You may be thinking: oh, uh, wow. What does this mean for me during, say, tax time?

Funny you ask! With tax time around the corner, if you’re self-employed, you need to start thinking about such things as self-employment taxes, making quarterly estimated tax payments, and of course, saving for retirement!

We’ve collected a few helpful tax tips here to help you out this season, and to remind you that while we commend your independent-working-life… you still have to answer to Uncle Sam. 😉

Self-Employment Taxes

We’ll start this one by reminding gig workers that it’s important to keep personal and business finances very separate throughout the year. It’ll keep all things money simpler, especially around tax time.

That said, most people know that they must pay income taxes on the money they earn. But did you know that there’s another tax for self-employed folks? Yep. Self-employment taxes cover Social Security and Medicare taxes. According to Brett School, CPA, “Gig workers need to know that not only will their net profit be subject to income taxes, but they will also need to pay the self-employment tax of 15.3%.” That means that you can’t just take 100% of your earnings and spend it all. You need to be saving some of it for the taxman—which we cover in more detail in the next section.

But also, there’s some good news! You may be eligible to itemize deductions that are available to freelancers, including a new deduction for pass-through businesses that were implemented as part of the Tax Cuts and Jobs Act of 2017. Take a look at some of these common tax deductions if you’re an independent contractor.

Quarterly Estimated Tax Payments

When you work for a standard employer and receive a W-2, you are subject to income tax withholding. This means you do not need to make estimated tax payments. Simple. Gig workers, however, don’t have it as easy.

“Income received from just about any source is generally subject to income tax. That can include not only federal income tax, but also state income tax, and Social Security and Medicare tax,” reports Money Under 30’s David Weliver. When you work for yourself, you’re liable to estimate your tax payments to the IRS four times per year: on April 15th, June 15th, September 15th, and January 15th of the next year. Many gig workers fail to pay these estimated taxes and come tax time and end up owing a whole lot of money. Yikes.

» DATA EXTRACTS
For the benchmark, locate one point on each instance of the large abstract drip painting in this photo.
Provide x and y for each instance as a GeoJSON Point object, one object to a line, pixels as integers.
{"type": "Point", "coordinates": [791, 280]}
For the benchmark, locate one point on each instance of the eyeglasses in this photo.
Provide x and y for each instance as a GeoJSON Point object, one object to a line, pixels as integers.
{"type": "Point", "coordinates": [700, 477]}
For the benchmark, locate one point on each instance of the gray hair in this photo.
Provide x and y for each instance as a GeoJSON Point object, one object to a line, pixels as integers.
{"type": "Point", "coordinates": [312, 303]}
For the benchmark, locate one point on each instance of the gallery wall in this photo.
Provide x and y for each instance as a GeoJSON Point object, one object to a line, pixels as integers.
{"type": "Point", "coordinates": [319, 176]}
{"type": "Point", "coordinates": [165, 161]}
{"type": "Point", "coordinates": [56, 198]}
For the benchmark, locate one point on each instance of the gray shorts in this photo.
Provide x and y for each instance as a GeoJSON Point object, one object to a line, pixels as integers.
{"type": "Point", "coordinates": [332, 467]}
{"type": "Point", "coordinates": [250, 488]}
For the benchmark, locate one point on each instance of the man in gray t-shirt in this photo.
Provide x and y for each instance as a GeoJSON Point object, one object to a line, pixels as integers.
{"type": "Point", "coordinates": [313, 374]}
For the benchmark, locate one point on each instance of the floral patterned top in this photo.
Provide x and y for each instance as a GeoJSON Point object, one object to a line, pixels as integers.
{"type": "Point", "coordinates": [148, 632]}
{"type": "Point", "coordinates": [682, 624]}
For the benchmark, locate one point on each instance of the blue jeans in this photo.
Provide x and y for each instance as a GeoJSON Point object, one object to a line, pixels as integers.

» CHECK YOUR UNDERSTANDING
A: Could you shorten the paragraph of the gig-worker tax tips that begins "That said, most people know" while keeping its main facts?
B: Can you give the gig-worker tax tips from "When you work for a" to "it as easy." again, renaming "employer" to "company"?

» SOLUTION LIST
A: Beyond ordinary income taxes on what they earn, self-employed people also owe a self-employment tax that covers Social Security and Medicare. Brett School, CPA, notes that gig workers' net profit is subject to income taxes plus the 15.3% self-employment tax. So you can't spend all of your earnings; part must be saved for the taxman, which the next section covers in more detail.

B:
When you work for a standard company and receive a W-2, you are subject to income tax withholding. This means you do not need to make estimated tax payments. Simple. Gig workers, however, don’t have it as easy.